### PROMPT:
Only the lines from the one with "Where can you see the wrist" through the end of the material below belong in the reply; transcribe them exactly.

### RECORDS TO PROCESS:
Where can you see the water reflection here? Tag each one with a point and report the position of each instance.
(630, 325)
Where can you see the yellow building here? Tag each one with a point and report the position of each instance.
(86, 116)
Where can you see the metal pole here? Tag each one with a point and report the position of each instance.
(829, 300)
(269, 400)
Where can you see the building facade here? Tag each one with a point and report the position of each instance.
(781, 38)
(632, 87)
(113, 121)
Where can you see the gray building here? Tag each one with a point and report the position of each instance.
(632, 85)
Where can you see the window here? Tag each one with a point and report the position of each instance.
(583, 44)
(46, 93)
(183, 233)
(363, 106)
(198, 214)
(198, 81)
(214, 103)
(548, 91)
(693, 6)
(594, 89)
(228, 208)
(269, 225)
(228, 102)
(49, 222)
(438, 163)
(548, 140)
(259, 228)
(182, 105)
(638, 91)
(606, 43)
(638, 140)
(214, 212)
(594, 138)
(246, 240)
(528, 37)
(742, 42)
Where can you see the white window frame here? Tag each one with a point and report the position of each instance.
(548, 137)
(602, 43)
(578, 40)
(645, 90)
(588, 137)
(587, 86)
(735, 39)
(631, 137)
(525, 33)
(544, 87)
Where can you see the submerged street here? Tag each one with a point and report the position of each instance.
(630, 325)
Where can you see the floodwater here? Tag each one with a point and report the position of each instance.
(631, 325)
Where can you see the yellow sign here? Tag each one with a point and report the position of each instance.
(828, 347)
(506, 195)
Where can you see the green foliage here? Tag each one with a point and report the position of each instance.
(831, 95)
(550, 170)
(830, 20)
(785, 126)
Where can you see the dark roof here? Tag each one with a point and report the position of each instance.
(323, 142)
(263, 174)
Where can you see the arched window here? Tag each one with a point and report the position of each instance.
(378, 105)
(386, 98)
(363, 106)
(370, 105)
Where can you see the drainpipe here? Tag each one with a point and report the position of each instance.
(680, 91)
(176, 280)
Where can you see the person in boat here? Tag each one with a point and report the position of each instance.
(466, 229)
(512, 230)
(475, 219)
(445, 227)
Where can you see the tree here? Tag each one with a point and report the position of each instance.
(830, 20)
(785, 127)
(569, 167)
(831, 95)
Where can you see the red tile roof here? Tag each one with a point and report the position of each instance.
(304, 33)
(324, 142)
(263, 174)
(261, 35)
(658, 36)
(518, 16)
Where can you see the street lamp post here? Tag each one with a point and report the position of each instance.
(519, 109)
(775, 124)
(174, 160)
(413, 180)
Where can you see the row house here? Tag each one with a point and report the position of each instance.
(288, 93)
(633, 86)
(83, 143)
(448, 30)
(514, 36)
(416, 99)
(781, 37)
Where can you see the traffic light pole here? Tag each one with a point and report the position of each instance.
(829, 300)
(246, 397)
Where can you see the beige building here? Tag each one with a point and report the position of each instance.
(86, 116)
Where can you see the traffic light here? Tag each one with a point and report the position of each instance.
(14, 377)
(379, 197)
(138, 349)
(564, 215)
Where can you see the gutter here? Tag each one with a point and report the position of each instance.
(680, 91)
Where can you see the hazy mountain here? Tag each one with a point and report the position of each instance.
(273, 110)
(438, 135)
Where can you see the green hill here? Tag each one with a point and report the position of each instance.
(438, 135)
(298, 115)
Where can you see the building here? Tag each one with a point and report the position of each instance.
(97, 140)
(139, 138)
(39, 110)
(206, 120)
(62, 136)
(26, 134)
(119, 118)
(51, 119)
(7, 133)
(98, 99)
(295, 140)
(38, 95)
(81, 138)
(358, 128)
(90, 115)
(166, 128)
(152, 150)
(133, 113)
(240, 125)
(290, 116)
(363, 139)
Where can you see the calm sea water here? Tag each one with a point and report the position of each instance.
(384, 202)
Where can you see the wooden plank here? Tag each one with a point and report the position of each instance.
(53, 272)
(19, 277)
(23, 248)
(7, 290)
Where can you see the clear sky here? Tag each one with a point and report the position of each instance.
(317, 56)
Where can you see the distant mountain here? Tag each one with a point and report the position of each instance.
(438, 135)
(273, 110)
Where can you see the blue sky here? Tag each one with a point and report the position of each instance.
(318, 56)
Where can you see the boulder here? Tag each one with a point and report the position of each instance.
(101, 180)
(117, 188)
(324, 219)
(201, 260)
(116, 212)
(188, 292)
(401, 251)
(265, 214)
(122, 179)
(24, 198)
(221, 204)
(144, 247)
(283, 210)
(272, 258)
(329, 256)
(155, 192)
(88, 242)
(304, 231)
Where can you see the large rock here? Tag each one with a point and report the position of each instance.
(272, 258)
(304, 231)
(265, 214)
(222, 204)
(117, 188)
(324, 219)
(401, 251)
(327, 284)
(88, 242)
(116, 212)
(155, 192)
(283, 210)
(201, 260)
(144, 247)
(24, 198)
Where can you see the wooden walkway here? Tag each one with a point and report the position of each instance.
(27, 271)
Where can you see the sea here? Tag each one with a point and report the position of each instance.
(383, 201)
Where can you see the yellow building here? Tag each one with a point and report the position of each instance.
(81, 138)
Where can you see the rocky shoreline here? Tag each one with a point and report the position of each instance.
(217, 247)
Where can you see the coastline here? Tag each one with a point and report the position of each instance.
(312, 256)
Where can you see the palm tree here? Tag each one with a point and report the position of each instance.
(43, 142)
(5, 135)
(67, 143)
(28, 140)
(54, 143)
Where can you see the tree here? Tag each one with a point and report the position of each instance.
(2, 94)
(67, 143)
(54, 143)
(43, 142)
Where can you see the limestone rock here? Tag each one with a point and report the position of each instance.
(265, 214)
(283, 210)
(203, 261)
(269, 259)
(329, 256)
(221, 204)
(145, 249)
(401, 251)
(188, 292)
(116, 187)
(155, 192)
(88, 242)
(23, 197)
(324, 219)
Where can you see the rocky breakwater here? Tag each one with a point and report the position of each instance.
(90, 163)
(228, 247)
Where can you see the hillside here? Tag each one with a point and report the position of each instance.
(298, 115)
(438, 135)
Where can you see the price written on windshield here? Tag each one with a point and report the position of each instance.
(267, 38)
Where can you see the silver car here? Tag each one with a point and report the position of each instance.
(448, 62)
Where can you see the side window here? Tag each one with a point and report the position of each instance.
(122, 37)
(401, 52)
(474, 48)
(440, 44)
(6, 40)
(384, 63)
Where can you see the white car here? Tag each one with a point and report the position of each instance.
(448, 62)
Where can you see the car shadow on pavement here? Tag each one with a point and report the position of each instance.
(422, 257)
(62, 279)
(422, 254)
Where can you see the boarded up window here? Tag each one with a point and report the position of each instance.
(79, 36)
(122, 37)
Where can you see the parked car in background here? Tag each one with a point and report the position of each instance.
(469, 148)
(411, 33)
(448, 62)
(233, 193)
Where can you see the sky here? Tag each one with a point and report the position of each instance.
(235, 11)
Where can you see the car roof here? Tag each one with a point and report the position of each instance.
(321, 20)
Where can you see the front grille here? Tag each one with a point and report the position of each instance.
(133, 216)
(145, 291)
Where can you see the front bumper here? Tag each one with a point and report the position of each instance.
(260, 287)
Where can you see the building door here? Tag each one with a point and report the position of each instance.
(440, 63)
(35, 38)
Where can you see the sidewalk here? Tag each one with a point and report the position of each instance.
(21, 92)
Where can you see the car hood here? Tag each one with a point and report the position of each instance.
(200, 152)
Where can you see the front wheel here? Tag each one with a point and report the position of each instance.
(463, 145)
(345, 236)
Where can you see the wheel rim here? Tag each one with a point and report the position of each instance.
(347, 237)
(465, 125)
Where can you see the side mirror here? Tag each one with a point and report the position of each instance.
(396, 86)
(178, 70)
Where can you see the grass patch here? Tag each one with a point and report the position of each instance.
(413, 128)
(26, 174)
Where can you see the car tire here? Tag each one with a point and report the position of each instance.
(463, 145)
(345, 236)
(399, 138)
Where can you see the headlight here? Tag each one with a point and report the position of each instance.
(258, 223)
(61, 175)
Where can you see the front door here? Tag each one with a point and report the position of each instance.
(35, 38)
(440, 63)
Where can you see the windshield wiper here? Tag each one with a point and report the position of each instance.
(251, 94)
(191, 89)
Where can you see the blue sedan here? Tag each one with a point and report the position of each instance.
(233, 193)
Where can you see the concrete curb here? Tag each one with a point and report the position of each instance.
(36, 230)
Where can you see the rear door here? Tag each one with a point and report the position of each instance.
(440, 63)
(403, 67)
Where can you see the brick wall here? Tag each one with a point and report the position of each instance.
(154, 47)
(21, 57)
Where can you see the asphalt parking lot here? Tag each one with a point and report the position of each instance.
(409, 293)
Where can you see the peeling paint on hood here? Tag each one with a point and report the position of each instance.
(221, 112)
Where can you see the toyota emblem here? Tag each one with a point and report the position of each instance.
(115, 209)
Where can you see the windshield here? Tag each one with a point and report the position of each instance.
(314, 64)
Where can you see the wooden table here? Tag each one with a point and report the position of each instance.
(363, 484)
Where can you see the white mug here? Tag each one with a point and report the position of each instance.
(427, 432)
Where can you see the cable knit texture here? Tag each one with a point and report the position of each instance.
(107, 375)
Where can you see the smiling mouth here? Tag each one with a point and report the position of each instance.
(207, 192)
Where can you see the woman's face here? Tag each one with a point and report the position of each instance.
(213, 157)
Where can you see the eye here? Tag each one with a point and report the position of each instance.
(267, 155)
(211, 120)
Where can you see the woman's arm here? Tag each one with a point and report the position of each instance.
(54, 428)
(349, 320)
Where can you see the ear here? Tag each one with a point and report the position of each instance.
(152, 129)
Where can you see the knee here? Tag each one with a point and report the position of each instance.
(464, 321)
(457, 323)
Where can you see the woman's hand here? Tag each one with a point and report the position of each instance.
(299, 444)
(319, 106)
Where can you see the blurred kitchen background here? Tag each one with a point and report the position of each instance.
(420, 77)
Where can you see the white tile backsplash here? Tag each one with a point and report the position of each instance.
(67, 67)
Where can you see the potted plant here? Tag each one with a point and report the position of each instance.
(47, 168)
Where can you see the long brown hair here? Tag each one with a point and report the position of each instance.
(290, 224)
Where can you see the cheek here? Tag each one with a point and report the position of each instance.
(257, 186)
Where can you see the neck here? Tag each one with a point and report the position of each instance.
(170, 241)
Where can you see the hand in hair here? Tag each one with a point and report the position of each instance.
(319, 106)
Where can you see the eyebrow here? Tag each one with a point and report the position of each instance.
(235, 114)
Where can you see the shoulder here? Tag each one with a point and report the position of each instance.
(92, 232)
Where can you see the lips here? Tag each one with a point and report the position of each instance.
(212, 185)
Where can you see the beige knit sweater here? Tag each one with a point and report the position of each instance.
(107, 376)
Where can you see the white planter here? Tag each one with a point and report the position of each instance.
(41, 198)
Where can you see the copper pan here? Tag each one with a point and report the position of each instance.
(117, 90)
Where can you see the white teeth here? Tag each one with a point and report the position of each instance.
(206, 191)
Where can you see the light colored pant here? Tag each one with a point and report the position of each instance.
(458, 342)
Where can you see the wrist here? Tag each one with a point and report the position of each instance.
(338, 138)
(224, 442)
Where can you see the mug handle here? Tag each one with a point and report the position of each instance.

### ANSWER SPACE:
Where can you see the wrist here? Tag each one with a point and report the position of each instance.
(338, 138)
(224, 442)
Where can you see the mug handle here? Tag each one with a point and report the position of each instance.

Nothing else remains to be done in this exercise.